# Exercise requirements
Quote, without any change, the line that contains "The component shall return one point per instance of the helmet" and all lines that follow it to the end of the data below.

# Given information
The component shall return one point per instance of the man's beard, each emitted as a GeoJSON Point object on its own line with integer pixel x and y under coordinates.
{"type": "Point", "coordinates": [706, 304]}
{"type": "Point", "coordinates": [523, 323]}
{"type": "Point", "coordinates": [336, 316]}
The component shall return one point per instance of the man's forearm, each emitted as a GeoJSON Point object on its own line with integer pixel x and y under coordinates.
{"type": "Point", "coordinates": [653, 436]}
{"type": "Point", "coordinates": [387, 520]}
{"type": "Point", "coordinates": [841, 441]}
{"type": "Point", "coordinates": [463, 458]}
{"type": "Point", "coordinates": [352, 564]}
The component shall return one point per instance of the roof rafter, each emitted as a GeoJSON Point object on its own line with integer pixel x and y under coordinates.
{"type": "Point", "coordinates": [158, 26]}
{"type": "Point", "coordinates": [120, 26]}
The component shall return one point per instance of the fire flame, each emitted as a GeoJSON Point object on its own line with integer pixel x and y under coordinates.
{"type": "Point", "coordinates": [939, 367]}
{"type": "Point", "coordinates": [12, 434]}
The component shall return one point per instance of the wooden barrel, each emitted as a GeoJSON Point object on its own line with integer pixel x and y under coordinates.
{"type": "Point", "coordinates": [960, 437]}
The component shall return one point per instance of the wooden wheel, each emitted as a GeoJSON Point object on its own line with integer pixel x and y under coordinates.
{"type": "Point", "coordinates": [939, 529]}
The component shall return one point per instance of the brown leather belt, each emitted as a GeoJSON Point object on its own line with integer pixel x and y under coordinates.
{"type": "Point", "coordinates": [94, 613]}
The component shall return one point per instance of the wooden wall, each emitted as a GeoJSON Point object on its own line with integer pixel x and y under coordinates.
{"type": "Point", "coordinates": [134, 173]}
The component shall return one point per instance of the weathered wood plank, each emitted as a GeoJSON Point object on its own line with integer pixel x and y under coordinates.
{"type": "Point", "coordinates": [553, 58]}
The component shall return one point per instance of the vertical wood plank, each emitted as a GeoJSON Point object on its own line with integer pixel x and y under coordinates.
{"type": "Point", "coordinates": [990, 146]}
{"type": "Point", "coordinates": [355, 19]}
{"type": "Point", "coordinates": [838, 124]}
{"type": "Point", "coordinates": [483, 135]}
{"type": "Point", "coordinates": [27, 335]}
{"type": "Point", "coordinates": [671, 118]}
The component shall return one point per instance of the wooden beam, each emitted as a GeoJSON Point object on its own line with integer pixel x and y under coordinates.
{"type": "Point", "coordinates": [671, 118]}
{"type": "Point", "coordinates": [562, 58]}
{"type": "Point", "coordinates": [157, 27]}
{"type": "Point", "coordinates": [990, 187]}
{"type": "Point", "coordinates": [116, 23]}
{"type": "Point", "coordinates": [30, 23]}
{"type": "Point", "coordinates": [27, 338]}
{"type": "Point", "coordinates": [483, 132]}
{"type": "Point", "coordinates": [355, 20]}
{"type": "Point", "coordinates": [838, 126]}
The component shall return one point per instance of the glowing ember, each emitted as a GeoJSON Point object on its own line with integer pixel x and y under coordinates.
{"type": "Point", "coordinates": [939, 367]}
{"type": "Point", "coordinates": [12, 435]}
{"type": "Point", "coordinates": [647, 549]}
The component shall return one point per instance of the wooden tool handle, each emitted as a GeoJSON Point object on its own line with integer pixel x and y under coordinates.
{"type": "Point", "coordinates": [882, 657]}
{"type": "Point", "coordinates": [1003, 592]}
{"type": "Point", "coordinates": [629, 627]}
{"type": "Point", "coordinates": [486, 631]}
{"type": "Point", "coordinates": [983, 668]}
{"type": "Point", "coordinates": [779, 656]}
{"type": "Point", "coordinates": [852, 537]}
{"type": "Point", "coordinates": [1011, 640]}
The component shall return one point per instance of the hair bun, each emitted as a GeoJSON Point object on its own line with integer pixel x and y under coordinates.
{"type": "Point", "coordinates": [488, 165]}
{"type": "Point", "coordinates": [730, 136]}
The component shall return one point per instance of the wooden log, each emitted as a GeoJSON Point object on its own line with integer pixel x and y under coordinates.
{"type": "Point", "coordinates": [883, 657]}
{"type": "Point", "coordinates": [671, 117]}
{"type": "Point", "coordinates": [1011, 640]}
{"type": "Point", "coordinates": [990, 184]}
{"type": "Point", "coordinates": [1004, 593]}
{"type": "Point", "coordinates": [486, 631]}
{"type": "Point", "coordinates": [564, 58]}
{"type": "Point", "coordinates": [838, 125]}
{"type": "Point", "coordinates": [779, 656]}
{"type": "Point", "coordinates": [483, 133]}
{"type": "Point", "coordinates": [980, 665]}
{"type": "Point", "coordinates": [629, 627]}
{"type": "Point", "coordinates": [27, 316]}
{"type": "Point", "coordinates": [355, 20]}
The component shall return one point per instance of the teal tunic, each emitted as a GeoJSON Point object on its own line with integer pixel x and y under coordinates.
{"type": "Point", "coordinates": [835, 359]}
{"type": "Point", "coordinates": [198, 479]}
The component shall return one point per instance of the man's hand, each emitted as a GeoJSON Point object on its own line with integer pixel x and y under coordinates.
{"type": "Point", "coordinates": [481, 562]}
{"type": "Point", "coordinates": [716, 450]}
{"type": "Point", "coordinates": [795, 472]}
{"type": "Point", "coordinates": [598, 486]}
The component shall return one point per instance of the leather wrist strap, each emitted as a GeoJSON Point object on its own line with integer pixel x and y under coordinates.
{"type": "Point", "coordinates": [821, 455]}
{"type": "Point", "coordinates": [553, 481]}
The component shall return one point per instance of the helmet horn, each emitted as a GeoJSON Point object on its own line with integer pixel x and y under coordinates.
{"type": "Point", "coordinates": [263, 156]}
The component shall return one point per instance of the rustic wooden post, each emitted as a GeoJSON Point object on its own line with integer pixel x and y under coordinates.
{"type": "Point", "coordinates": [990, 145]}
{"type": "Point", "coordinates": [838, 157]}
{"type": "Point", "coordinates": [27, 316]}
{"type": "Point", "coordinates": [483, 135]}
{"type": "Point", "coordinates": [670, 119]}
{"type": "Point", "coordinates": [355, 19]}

# Result of this task
The component shall return one point per instance of the helmet horn, each emitted as a GeoJSON Point object on its own line with integer pixel x and y under coordinates.
{"type": "Point", "coordinates": [263, 156]}
The component shall return one point per instance of the rustic wooden post, each emitted as a GeoJSON Point object on its own line with integer pixel x and y under coordinates.
{"type": "Point", "coordinates": [990, 145]}
{"type": "Point", "coordinates": [838, 157]}
{"type": "Point", "coordinates": [27, 316]}
{"type": "Point", "coordinates": [483, 135]}
{"type": "Point", "coordinates": [670, 119]}
{"type": "Point", "coordinates": [355, 19]}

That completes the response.